Point-per-instance localization data

• • • • •

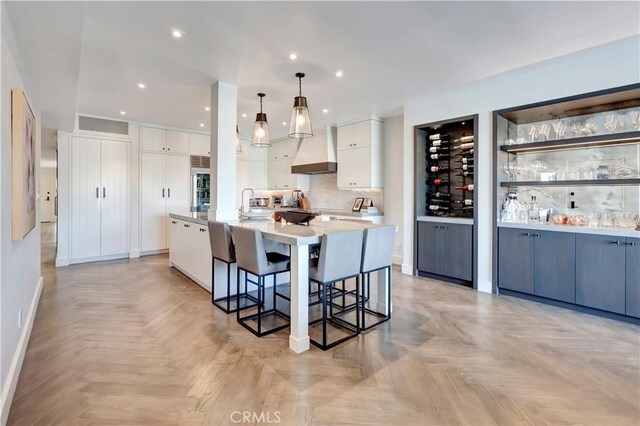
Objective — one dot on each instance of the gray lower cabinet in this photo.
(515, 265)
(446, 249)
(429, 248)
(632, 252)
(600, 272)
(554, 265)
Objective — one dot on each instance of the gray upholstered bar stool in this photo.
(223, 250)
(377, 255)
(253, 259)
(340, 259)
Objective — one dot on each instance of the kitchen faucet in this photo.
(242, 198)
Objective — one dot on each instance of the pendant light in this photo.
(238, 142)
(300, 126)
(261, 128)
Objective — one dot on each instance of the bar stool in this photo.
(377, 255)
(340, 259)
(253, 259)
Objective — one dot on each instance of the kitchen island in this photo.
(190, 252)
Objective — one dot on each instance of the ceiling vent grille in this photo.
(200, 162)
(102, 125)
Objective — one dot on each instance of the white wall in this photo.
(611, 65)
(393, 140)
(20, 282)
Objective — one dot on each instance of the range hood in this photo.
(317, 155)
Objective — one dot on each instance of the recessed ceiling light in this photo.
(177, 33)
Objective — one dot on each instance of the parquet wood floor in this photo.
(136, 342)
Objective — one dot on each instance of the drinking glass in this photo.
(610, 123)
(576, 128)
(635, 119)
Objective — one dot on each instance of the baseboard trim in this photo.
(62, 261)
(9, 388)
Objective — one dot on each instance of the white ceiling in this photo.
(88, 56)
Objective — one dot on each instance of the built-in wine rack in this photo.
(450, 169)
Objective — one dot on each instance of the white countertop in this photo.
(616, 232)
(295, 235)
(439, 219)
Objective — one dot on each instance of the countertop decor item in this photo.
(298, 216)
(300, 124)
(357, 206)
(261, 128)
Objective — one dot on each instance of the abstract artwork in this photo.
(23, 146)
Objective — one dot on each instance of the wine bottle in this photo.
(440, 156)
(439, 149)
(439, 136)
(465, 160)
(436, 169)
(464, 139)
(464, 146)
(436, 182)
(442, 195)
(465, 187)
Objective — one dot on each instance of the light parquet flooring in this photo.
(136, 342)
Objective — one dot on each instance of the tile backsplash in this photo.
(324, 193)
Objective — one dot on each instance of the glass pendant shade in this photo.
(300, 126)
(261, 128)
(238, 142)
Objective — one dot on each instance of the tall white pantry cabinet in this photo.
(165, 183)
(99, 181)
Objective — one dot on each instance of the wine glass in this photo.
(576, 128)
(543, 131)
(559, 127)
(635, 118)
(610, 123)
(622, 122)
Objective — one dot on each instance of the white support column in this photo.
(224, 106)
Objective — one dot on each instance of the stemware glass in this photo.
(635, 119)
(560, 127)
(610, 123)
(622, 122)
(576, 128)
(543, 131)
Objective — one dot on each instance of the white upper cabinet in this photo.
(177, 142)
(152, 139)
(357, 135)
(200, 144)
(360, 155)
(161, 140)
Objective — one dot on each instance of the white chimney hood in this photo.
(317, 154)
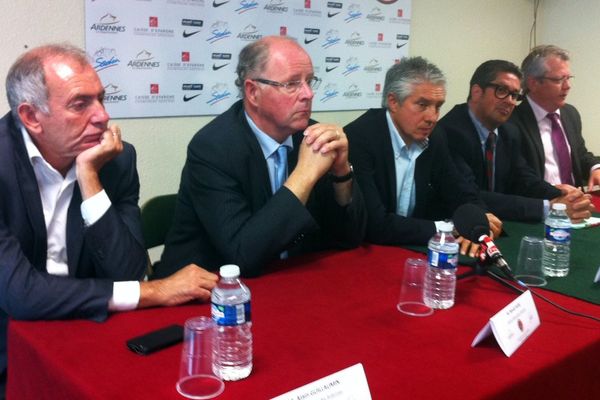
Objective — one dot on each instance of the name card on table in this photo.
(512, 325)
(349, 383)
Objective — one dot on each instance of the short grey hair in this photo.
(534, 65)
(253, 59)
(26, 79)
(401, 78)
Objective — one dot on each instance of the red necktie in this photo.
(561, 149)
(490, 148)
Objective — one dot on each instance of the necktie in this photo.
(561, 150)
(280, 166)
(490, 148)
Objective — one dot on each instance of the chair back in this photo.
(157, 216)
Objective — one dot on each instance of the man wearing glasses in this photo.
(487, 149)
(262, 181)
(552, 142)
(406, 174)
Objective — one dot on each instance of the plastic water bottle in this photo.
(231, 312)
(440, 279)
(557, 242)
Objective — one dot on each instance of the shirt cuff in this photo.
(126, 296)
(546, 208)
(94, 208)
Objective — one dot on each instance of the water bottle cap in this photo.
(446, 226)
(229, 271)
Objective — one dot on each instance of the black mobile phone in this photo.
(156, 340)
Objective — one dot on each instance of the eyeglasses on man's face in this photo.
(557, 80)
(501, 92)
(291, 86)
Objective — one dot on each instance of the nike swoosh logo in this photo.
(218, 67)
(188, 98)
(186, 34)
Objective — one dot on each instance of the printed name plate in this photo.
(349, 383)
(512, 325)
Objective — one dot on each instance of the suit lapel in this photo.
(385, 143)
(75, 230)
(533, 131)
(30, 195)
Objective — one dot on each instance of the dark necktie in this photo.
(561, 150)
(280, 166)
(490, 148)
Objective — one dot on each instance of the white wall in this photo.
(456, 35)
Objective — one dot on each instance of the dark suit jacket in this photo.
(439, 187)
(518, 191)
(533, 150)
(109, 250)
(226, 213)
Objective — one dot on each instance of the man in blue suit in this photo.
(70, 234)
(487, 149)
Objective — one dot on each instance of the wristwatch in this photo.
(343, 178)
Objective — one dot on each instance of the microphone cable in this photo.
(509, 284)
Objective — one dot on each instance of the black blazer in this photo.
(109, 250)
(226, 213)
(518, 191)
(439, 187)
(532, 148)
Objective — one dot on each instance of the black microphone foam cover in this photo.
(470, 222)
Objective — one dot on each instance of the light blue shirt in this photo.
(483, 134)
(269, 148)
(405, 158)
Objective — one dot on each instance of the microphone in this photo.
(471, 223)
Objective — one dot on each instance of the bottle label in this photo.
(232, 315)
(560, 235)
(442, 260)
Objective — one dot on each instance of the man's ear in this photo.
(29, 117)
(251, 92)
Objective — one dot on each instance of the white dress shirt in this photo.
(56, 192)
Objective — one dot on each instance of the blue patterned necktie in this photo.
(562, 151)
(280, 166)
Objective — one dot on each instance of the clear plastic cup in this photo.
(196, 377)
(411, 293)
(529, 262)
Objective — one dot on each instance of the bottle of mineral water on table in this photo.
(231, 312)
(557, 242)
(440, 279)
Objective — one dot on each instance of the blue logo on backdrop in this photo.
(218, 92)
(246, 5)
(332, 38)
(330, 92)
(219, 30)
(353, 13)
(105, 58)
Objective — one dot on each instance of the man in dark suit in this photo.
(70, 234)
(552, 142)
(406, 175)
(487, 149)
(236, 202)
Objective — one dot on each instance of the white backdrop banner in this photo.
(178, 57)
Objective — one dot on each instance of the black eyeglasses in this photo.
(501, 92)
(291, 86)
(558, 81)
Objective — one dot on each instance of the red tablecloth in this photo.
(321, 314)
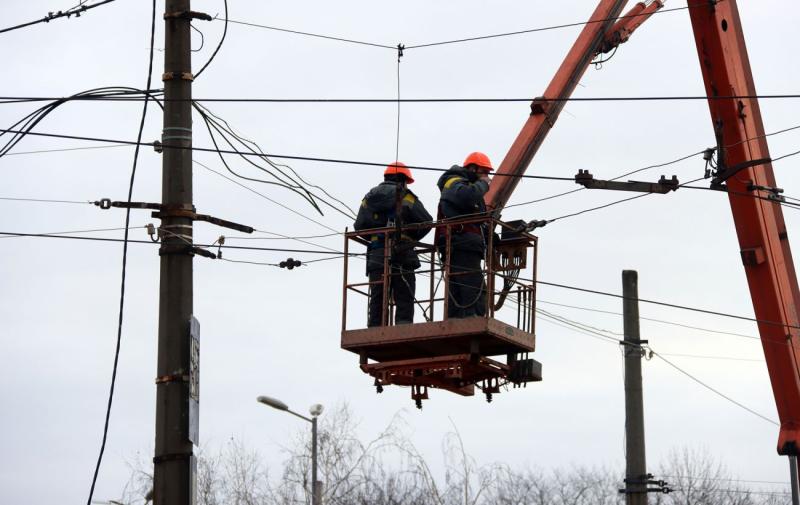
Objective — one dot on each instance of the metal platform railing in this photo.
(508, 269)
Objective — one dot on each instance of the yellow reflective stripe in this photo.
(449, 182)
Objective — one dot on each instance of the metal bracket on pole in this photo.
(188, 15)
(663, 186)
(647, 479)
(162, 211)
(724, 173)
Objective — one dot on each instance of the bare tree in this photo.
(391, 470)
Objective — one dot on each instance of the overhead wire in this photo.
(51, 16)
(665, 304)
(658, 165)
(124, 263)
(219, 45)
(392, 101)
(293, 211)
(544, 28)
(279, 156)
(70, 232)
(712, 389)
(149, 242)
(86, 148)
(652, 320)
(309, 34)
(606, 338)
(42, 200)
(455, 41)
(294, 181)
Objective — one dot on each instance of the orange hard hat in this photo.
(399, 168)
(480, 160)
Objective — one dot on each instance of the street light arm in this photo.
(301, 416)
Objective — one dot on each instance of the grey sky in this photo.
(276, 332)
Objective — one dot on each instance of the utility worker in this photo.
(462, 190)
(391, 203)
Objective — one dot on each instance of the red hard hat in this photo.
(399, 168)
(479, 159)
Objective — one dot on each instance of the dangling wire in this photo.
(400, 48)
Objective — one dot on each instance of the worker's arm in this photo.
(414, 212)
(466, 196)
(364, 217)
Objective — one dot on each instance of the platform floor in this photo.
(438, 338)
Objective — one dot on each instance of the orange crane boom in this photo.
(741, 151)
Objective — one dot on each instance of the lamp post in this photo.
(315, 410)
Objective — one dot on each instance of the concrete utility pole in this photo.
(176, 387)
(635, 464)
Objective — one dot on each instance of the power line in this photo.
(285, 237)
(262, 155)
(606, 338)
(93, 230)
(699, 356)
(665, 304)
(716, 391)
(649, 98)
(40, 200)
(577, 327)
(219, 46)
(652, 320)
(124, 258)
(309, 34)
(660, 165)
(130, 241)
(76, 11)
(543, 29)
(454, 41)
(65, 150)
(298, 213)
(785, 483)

• • • • •

*Activity*: A faithful copy of the lines from the line containing "Objective — one dot on each instance of the worker's" to the end of the data should be set down, both ends included, and nothing more.

*Answer to this task*:
Objective — one dot on each instance of the worker's arm in this photo.
(414, 212)
(466, 196)
(364, 217)
Objective — one dot on each instance of the platform floor in this photo.
(438, 338)
Objective — one dot on each instance of the orange crane boom in this photo.
(741, 151)
Objective — one dot on each instance of the lamp post in this photo.
(315, 410)
Objective — one dot on each instance of the concrete utility pole in this photo.
(176, 387)
(635, 464)
Objective — one dot on each instance of the power line in this photo.
(285, 237)
(262, 155)
(606, 338)
(93, 230)
(699, 356)
(665, 304)
(716, 391)
(649, 98)
(40, 200)
(577, 327)
(219, 46)
(652, 320)
(124, 258)
(309, 34)
(660, 165)
(130, 241)
(76, 11)
(543, 29)
(454, 41)
(65, 150)
(298, 213)
(785, 483)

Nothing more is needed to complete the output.